● The task
Rewrite the lines from the one containing "Thank you for the photo. Please point out the sunglasses" through the final line, swapping every "point out" for "mark" and leaving everything else unchanged.

──────── Excerpted records ────────

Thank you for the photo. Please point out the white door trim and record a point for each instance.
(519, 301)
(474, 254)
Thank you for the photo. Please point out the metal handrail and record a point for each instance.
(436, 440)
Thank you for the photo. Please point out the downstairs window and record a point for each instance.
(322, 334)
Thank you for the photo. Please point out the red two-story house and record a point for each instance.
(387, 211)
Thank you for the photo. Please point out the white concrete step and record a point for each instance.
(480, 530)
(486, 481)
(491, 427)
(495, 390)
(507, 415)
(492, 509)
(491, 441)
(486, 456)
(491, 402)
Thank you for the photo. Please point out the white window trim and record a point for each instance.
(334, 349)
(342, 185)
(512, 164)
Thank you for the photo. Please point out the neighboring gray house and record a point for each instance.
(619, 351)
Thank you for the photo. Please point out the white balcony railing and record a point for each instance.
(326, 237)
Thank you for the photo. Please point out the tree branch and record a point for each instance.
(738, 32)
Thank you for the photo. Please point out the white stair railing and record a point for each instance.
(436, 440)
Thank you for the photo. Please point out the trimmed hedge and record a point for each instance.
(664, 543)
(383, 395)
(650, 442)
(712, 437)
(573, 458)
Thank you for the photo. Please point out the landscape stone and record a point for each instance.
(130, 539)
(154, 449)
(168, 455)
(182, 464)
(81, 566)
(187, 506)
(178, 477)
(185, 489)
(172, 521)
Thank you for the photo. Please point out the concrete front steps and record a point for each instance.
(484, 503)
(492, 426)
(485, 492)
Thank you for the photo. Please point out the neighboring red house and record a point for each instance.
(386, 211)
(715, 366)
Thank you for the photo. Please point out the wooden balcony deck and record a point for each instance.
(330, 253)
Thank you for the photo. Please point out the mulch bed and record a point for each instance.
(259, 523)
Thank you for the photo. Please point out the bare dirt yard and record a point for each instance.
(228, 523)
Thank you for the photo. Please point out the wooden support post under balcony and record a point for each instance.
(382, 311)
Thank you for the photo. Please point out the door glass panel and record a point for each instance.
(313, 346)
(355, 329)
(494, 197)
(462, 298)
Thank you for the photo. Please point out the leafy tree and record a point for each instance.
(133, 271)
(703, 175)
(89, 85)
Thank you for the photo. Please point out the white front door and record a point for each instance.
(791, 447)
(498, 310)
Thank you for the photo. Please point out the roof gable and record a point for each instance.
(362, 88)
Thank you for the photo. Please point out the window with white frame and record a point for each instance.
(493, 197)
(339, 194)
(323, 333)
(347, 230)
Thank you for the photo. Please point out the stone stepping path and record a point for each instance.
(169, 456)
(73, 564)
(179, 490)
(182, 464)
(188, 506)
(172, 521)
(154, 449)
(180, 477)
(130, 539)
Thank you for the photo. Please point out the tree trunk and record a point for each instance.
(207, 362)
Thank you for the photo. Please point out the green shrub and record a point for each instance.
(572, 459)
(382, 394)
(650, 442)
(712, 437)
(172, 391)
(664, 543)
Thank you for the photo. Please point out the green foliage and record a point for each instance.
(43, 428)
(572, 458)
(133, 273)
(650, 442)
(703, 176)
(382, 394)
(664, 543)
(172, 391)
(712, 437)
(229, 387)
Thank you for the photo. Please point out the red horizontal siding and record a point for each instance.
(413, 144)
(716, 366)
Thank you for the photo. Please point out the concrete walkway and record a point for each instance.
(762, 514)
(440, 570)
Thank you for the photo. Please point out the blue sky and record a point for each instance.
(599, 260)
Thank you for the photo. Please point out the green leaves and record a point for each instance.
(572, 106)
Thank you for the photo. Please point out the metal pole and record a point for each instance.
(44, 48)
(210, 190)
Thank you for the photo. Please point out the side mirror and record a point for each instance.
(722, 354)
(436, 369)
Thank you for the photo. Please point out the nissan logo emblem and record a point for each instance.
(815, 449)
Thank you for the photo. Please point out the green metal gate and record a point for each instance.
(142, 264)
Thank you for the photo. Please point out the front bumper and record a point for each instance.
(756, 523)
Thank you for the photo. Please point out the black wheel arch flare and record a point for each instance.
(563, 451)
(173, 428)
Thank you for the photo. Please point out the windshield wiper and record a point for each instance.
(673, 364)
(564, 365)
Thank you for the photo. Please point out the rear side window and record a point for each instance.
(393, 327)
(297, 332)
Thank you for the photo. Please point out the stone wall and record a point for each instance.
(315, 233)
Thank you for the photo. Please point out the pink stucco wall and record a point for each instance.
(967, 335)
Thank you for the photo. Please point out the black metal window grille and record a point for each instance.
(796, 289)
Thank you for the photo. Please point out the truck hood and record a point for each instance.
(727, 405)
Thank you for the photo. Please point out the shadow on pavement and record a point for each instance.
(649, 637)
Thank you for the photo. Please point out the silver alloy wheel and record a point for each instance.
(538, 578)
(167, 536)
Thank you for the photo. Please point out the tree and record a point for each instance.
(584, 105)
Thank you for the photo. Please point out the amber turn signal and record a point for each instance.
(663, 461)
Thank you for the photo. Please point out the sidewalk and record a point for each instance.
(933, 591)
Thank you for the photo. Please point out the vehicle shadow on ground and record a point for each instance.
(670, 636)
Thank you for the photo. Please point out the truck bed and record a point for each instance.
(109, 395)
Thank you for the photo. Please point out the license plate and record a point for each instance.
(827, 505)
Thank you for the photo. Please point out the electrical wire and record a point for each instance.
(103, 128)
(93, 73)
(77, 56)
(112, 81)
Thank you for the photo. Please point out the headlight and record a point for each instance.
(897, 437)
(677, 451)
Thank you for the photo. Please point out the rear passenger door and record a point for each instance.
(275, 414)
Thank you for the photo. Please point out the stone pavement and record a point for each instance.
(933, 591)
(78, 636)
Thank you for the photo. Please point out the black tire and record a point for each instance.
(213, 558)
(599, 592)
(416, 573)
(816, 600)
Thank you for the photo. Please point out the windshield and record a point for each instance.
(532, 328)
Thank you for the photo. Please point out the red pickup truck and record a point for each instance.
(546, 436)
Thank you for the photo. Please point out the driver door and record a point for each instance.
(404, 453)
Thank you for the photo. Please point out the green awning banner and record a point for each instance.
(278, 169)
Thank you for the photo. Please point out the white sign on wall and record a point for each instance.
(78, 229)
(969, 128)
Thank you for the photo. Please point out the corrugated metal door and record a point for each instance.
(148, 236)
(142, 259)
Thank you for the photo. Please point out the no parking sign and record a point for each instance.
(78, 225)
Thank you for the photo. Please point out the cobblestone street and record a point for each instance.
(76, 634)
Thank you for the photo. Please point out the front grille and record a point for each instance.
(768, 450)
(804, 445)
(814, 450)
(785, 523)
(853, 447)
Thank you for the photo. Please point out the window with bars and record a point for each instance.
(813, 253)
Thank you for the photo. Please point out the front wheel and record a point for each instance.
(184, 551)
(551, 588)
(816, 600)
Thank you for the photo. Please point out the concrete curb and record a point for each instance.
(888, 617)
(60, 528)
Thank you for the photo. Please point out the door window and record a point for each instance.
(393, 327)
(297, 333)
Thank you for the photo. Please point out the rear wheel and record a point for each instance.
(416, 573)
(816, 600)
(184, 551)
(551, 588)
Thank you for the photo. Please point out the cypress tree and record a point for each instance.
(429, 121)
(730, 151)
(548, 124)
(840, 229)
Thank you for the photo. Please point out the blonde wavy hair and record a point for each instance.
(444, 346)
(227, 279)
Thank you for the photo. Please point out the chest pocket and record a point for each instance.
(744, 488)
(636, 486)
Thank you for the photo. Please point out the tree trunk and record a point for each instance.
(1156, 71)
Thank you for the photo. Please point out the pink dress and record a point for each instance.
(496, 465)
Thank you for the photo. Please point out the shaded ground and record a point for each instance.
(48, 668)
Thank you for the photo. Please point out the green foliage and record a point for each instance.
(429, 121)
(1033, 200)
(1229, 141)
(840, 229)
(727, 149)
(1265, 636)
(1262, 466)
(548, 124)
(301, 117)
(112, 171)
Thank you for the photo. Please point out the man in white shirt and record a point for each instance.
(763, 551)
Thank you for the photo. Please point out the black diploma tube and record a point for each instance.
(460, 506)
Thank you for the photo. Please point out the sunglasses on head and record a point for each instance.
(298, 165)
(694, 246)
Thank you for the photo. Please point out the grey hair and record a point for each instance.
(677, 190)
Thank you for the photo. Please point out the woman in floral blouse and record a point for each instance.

────────

● Written response
Thank you for the photo. Please mark the sunglasses on head and record a point for each instance.
(298, 165)
(694, 246)
Thank you for the photo. Please mark the grey hair and record a point for each instance.
(677, 190)
Thank you for the photo. Please mark the woman in floral blouse and record a point for each instance.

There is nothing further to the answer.